TEXT:
++++++++++++++++++++
Adjoining the GSU principal garden is an area devoted to “Ferns of the World.” This internationally acclaimed section, created by former DeKalb College botany professor and avid fern collector George Sanko, comprises what is possibly the largest collection of ferns in the United States. Native and non-native ferns, including xeric specimens from Georgia and the Southwestern U. S., are sited in a woody, naturalistic setting among, pines, needle palms, and other shrubs.
A beautiful shrub I saw in the forested display here was Aesculus parviflora (bottlebrush buckeye). This 8- to 10-foot deciduous shrub has the same palmate leaves as red buckeye, but its 12-inch-long cylindrical flower panicles are white with conspicuous red anthers and pinkish filaments. Although native to woodland areas of Alabama, Georgia, and northern Florida, it is winter hardy as far as USDA Zone 5. It should be noted that the seeds and foliage of Aesculus species are poisonous to humans if eaten. Horticulturalist Tony Dove and landscape architect Ginger Woolridge recommend this plant as a large spreading specimen in their new book on trees and shrubs for the Eastern United States.
++++++++++++++++++++
EXPLORE THE MATERIAL:
• A. According to the garden text, how long are the flower panicles of bottlebrush buckeye?
• B. Write a continuation of the garden text, picking up after its final sentence.

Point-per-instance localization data
++++++++++++++++++++
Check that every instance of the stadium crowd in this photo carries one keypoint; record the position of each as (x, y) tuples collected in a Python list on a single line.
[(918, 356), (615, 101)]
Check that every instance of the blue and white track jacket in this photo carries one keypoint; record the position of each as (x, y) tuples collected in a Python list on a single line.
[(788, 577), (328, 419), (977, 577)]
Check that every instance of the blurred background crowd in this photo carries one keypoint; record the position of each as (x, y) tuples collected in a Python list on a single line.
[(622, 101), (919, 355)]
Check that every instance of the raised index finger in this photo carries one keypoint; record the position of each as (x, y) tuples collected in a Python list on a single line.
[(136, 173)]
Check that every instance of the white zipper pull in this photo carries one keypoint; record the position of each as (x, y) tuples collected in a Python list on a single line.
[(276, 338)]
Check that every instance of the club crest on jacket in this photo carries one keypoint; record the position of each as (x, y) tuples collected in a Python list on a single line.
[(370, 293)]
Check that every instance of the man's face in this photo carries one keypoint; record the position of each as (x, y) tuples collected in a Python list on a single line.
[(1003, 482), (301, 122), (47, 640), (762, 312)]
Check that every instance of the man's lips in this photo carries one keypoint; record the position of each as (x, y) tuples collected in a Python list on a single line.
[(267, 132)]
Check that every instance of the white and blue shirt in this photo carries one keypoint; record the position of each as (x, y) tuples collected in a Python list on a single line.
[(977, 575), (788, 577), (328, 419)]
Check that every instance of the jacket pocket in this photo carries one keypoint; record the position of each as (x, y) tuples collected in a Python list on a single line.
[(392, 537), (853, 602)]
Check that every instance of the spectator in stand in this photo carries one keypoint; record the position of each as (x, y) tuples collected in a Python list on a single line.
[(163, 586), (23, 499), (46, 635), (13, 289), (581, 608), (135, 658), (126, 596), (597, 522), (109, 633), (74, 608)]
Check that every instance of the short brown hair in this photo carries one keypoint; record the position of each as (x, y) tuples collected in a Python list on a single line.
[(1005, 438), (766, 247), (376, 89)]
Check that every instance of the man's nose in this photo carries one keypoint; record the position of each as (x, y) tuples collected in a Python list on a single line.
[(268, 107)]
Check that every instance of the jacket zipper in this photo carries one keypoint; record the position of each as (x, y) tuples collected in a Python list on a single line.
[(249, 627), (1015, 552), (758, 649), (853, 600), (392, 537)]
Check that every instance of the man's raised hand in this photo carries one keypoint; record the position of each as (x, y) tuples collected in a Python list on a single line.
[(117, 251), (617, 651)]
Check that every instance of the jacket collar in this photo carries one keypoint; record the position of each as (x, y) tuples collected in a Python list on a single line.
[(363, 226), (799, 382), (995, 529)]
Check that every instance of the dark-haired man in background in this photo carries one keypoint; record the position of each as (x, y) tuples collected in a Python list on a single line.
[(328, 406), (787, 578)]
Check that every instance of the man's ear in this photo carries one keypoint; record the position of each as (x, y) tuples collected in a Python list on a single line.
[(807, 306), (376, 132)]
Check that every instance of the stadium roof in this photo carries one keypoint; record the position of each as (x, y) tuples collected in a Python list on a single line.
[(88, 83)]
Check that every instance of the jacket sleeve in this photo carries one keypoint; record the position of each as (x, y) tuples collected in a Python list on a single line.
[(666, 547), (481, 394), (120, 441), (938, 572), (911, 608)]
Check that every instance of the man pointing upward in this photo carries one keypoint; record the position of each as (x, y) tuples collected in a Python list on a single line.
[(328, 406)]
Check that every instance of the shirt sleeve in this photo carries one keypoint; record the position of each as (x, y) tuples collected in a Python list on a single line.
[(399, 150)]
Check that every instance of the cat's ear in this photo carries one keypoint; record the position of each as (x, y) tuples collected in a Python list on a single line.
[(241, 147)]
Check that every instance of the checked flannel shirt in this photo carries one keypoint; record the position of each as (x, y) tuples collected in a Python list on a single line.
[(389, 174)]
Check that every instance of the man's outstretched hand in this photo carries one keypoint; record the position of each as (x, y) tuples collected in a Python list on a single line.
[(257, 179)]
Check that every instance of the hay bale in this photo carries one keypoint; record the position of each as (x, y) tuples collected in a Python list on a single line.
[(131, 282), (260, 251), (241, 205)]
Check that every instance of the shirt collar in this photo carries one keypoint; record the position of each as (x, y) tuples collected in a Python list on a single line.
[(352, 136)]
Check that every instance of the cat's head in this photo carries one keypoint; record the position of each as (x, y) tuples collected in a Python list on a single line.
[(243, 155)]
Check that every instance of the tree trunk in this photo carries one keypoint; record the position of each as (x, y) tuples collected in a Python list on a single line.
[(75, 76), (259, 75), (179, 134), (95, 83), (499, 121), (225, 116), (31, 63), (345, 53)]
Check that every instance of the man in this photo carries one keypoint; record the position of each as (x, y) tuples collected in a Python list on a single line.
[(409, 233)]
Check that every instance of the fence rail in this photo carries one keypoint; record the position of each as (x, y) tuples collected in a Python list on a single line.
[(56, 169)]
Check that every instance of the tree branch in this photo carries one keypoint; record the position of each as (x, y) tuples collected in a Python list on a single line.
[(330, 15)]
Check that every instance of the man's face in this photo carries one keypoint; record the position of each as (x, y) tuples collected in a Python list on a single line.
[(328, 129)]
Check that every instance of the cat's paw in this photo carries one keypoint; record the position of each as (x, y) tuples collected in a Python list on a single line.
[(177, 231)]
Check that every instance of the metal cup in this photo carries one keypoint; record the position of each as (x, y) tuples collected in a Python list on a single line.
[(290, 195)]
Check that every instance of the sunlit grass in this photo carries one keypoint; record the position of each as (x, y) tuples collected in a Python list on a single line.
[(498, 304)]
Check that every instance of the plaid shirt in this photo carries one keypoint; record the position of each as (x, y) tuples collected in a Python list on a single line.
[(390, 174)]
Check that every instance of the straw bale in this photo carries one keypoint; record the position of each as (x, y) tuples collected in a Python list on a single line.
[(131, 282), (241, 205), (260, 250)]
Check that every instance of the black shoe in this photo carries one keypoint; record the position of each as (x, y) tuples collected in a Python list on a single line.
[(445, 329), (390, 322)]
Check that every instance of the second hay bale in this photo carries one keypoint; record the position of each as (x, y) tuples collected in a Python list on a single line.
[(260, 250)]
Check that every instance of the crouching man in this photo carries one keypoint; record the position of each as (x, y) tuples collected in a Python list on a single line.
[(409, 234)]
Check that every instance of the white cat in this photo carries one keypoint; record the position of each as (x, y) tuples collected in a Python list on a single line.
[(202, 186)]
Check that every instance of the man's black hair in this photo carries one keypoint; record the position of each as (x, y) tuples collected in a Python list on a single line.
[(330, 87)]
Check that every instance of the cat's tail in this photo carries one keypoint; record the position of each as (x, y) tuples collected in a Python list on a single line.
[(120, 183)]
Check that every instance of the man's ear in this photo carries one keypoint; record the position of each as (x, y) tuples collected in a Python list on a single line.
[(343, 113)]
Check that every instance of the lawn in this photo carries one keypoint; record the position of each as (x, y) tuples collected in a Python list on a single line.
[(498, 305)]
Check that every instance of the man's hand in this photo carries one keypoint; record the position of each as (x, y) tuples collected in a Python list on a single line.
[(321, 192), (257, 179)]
++++++++++++++++++++
PER-TASK OUTPUTS:
• A. They are 12 inches long.

• B.
North Carolina Arboretum
https://www.ncarboretum.org/
On the route home from Atlanta, I spent some time in the mountains near Asheville, North Carolina, where I had a chance to spend a day at the North Carolina Arboretum. This 434-acre public garden boasts 65 acres of cultivated gardens that include a world-famous bonsai exhibition, a stream garden, a forest meadow, and a collection of most of the azalea species native to the United States. Other unique features are the Quilt Garden, a floral representation of traditional quilt patterns in annual flowers; the Heritage Garden that includes plants associated with the medicinal herb and craft industries of Southern Appalachian culture; the Plants of Promise Garden that spotlights award-winning plants appropriate for home landscapes in the Southeast; and a garden-scale model train.
Two perennial species native to Virginia were used especially effectively in the cultivated beds. Maianthemum racemosum (false Solomon’s seal) was planted en masse, intermixed with ferns and iris against a backdrop of shrubs. Spiraea tomentosa (steeplebush) was also planted in a broad sweep and contrasted nicely with taller shrub layers of Itea virginica (Virginia sweetspire) and Buxus sempervirens (boxwood).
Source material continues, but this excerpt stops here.